- [Problem requirements] Format the listing below as a JSON list of strings, with one string for each line and any blank lines omitted.

(Data drawn from a collection)
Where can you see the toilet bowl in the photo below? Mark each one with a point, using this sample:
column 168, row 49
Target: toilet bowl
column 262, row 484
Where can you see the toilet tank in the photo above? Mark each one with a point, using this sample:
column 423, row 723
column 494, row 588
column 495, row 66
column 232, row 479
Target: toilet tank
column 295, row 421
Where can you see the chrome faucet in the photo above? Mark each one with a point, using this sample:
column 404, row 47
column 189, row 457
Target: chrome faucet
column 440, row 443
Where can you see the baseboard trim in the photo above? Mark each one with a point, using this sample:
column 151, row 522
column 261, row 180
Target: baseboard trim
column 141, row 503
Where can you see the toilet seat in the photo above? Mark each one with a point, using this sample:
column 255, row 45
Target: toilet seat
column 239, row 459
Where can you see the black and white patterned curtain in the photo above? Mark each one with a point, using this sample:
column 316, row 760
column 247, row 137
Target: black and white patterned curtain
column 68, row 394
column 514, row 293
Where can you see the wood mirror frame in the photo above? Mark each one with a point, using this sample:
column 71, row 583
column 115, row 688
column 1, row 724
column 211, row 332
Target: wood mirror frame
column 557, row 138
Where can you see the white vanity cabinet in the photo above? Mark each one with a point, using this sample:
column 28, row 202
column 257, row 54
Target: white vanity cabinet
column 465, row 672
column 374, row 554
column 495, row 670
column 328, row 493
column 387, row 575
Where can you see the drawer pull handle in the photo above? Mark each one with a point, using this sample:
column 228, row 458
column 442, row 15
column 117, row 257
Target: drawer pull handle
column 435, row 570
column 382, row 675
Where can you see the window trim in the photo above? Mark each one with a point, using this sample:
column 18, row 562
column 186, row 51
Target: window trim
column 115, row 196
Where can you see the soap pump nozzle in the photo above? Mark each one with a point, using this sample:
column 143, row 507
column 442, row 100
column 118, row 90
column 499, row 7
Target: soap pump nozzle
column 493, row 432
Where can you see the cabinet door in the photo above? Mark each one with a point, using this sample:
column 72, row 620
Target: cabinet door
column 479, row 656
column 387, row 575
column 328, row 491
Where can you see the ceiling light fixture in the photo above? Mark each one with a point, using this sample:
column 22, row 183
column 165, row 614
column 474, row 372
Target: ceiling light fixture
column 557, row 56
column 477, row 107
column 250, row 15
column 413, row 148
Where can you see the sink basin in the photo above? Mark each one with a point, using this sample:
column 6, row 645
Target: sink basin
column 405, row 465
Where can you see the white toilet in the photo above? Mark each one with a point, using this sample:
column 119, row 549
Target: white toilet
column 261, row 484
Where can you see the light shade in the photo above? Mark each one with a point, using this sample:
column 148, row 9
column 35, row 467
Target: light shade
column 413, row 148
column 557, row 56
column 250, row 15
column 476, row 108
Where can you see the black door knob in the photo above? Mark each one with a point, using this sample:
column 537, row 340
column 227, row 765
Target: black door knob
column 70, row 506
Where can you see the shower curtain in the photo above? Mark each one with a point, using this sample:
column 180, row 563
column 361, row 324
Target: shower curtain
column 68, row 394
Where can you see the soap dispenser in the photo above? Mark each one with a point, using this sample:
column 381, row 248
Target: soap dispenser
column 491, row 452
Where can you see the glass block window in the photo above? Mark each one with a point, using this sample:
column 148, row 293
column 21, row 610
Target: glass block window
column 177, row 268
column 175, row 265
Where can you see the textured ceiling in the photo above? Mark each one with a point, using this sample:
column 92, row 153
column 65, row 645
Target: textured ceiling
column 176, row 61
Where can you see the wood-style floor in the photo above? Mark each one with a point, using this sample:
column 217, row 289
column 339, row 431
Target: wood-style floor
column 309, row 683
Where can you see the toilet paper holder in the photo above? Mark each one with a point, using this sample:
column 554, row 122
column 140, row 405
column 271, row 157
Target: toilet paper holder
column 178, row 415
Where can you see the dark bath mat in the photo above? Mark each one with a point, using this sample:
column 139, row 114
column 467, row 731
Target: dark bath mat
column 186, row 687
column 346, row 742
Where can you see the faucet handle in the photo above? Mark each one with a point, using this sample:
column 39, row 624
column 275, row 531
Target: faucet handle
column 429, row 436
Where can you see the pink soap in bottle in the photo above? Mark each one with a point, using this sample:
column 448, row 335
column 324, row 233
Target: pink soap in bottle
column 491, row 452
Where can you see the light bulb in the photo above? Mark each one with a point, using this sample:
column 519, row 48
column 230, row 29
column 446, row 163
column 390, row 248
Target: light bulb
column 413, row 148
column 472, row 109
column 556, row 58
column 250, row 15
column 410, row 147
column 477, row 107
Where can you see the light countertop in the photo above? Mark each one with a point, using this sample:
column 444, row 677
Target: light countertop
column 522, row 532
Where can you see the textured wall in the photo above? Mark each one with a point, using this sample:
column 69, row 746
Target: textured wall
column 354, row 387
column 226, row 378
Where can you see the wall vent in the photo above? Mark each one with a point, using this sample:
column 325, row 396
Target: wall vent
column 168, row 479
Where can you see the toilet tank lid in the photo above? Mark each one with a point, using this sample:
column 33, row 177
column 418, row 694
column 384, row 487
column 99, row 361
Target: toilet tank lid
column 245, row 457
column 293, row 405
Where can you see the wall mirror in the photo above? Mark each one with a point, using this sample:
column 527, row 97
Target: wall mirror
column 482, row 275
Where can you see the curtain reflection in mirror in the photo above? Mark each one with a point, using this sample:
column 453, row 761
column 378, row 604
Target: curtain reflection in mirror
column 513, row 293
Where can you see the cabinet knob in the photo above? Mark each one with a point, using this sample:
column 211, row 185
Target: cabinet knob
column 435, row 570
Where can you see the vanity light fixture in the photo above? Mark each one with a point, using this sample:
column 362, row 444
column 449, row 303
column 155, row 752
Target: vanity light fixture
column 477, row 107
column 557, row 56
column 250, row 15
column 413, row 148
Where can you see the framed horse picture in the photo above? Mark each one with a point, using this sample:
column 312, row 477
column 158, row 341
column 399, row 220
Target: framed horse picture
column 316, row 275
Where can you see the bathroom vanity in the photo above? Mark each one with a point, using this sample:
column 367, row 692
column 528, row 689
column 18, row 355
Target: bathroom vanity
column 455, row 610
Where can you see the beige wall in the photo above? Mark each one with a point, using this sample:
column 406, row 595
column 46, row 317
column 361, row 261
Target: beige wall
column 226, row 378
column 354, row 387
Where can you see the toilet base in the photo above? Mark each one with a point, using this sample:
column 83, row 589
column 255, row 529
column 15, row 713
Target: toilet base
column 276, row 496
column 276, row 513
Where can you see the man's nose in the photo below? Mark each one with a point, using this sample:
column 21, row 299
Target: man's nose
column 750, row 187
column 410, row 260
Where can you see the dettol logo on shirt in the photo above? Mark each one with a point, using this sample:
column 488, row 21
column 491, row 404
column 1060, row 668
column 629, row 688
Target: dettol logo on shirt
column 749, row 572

- [Result of the exercise]
[
  "Where can you see the toilet bowl in the photo below? Mark each one with a point, using this sample:",
  "column 168, row 49",
  "Target: toilet bowl",
  "column 262, row 484",
  "Where can you see the toilet tank in the photo above? Mark each one with a point, using this sample:",
  "column 423, row 723",
  "column 494, row 588",
  "column 495, row 66",
  "column 232, row 479",
  "Target: toilet tank",
  "column 295, row 421",
  "Where can you see the chrome faucet in the photo above? Mark each one with a point, using this sample:",
  "column 404, row 47",
  "column 189, row 457",
  "Target: chrome faucet",
  "column 440, row 443",
  "Where can you see the baseboard trim in the photo above? Mark each one with a point, using this sample:",
  "column 151, row 522",
  "column 261, row 180",
  "Target: baseboard trim",
  "column 141, row 503",
  "Where can you see the toilet seat in the photo above? Mark each one with a point, using this sample:",
  "column 255, row 45",
  "Target: toilet seat",
  "column 239, row 459",
  "Where can you see the black and white patterned curtain in the photo above? Mark each one with a point, using this sample:",
  "column 316, row 760",
  "column 247, row 137",
  "Target: black and white patterned curtain",
  "column 68, row 394",
  "column 514, row 293",
  "Where can you see the wood mirror frame in the photo above? Mark each one with a point, using this sample:",
  "column 71, row 583",
  "column 115, row 688",
  "column 1, row 724",
  "column 211, row 332",
  "Target: wood mirror frame",
  "column 557, row 138",
  "Where can you see the white vanity cabinet in the photo above? Mark each one with a point, using this sample:",
  "column 28, row 202",
  "column 257, row 54",
  "Target: white vanity cabinet",
  "column 465, row 672",
  "column 374, row 554",
  "column 495, row 670",
  "column 328, row 493",
  "column 387, row 575",
  "Where can you see the drawer pull handle in the photo above? Mark each one with a point, using this sample:",
  "column 228, row 458",
  "column 442, row 15",
  "column 117, row 257",
  "Target: drawer pull handle",
  "column 435, row 570",
  "column 382, row 675",
  "Where can you see the window trim in the photo above? Mark each one with a point, using this sample:",
  "column 18, row 562",
  "column 186, row 51",
  "Target: window trim",
  "column 115, row 196",
  "Where can you see the soap pump nozzle in the photo above? Mark each one with a point, using this sample:",
  "column 143, row 507",
  "column 442, row 100",
  "column 118, row 90",
  "column 499, row 7",
  "Target: soap pump nozzle",
  "column 493, row 432",
  "Where can you see the cabinet door in the photo above? Mark each one with a point, using this sample:",
  "column 72, row 620",
  "Target: cabinet door",
  "column 479, row 656",
  "column 387, row 575",
  "column 328, row 491",
  "Where can you see the ceiling light fixture in the photo above? Mark each one with a point, using this sample:",
  "column 22, row 183",
  "column 165, row 614",
  "column 474, row 372",
  "Target: ceiling light fixture",
  "column 557, row 56",
  "column 477, row 107",
  "column 250, row 15",
  "column 413, row 148",
  "Where can you see the sink basin in the photo above? Mark each one with a point, using this sample:",
  "column 6, row 645",
  "Target: sink basin",
  "column 405, row 465",
  "Where can you see the white toilet in the photo above? Mark each one with a point, using this sample:",
  "column 119, row 549",
  "Target: white toilet",
  "column 261, row 484",
  "Where can you see the light shade in the photo above? Mark each one with a point, using this sample:",
  "column 148, row 9",
  "column 35, row 467",
  "Target: light shade",
  "column 413, row 148",
  "column 557, row 56",
  "column 250, row 15",
  "column 476, row 108",
  "Where can you see the black door knob in the photo above? Mark each one with a point, using this sample:",
  "column 537, row 340",
  "column 227, row 765",
  "Target: black door knob",
  "column 70, row 506",
  "Where can you see the shower curtain in the photo above? Mark each one with a point, using this sample:",
  "column 180, row 563",
  "column 361, row 324",
  "Target: shower curtain",
  "column 68, row 394",
  "Where can you see the soap dispenser in the photo above? Mark each one with a point, using this sample:",
  "column 381, row 248",
  "Target: soap dispenser",
  "column 491, row 452",
  "Where can you see the glass block window in the photo above? Mark each one with a point, using this sample:",
  "column 148, row 293",
  "column 21, row 610",
  "Target: glass block window",
  "column 177, row 268",
  "column 175, row 265",
  "Where can you see the textured ceiling in the photo above? Mark each one with a point, using this sample:",
  "column 92, row 153",
  "column 65, row 645",
  "Target: textured ceiling",
  "column 176, row 61",
  "Where can you see the wood-style floor in the photo above? Mark each one with a point, using this sample:",
  "column 217, row 289",
  "column 339, row 431",
  "Target: wood-style floor",
  "column 309, row 683",
  "Where can you see the toilet paper holder in the photo above? Mark each one with a point, using this sample:",
  "column 554, row 122",
  "column 140, row 405",
  "column 271, row 157",
  "Target: toilet paper holder",
  "column 178, row 415",
  "Where can you see the dark bath mat in the photo above? Mark each one with a point, using this sample:",
  "column 139, row 114",
  "column 467, row 731",
  "Target: dark bath mat",
  "column 186, row 687",
  "column 346, row 742",
  "Where can you see the faucet handle in the photo above? Mark each one with a point, using this sample:",
  "column 39, row 624",
  "column 275, row 531",
  "Target: faucet handle",
  "column 429, row 436",
  "Where can you see the pink soap in bottle in the photo above? Mark each one with a point, using this sample:",
  "column 448, row 335",
  "column 324, row 233",
  "Target: pink soap in bottle",
  "column 491, row 452",
  "Where can you see the light bulb in the photo above? Mark each one with a point, using this sample:",
  "column 519, row 48",
  "column 230, row 29",
  "column 446, row 163",
  "column 390, row 248",
  "Target: light bulb",
  "column 413, row 148",
  "column 472, row 109",
  "column 556, row 58",
  "column 250, row 15",
  "column 410, row 147",
  "column 477, row 107",
  "Where can you see the light countertop in the photo above? Mark each one with a point, using this sample:",
  "column 444, row 677",
  "Target: light countertop",
  "column 522, row 532",
  "Where can you see the textured wall in the photo above? Mark each one with a point, using this sample:",
  "column 69, row 746",
  "Target: textured wall",
  "column 354, row 387",
  "column 226, row 378",
  "Where can you see the wall vent in the photo above? Mark each one with a point, using this sample:",
  "column 325, row 396",
  "Target: wall vent",
  "column 168, row 479",
  "Where can you see the toilet tank lid in the photo above? Mark each one with a point, using this sample:",
  "column 33, row 177",
  "column 418, row 694",
  "column 384, row 487",
  "column 99, row 361",
  "Target: toilet tank lid",
  "column 245, row 457",
  "column 293, row 405",
  "Where can you see the wall mirror in the photo above? Mark each one with a point, using this sample:",
  "column 527, row 97",
  "Target: wall mirror",
  "column 482, row 275",
  "Where can you see the curtain reflection in mirror in the photo above? Mark each one with a point, using this sample:",
  "column 453, row 761",
  "column 378, row 604",
  "Target: curtain reflection in mirror",
  "column 513, row 293",
  "Where can you see the cabinet knob in the photo above? Mark each one with a point, using this sample:",
  "column 211, row 185",
  "Target: cabinet knob",
  "column 435, row 570",
  "Where can you see the vanity light fixture in the photo above? Mark each one with a point, using this sample:",
  "column 362, row 444",
  "column 449, row 303",
  "column 155, row 752",
  "Target: vanity light fixture",
  "column 477, row 107",
  "column 557, row 56",
  "column 250, row 15",
  "column 413, row 148",
  "Where can you see the framed horse picture in the photo above? Mark each one with a point, using this sample:",
  "column 312, row 477",
  "column 158, row 341",
  "column 399, row 220",
  "Target: framed horse picture",
  "column 316, row 275",
  "Where can you see the bathroom vanity in the photo above? Mark each one with a point, using this sample:",
  "column 367, row 692",
  "column 528, row 689",
  "column 18, row 355",
  "Target: bathroom vanity",
  "column 455, row 610",
  "Where can you see the beige wall in the photo above? Mark each one with a point, using this sample:",
  "column 406, row 595",
  "column 46, row 317",
  "column 361, row 261",
  "Target: beige wall",
  "column 226, row 378",
  "column 354, row 387",
  "Where can you see the toilet base in the photo above? Mark each one with a point, using this sample:",
  "column 83, row 589",
  "column 255, row 529",
  "column 15, row 713",
  "Target: toilet base",
  "column 276, row 496",
  "column 276, row 513",
  "Where can you see the man's nose in the photo below? Mark each one with a point, using this sample:",
  "column 21, row 299",
  "Target: man's nose",
  "column 750, row 187",
  "column 410, row 260",
  "Where can you see the dettol logo on shirt in the photo above? Mark each one with a point, using this sample:",
  "column 488, row 21",
  "column 491, row 404",
  "column 1060, row 668",
  "column 629, row 688",
  "Target: dettol logo on shirt",
  "column 749, row 572"
]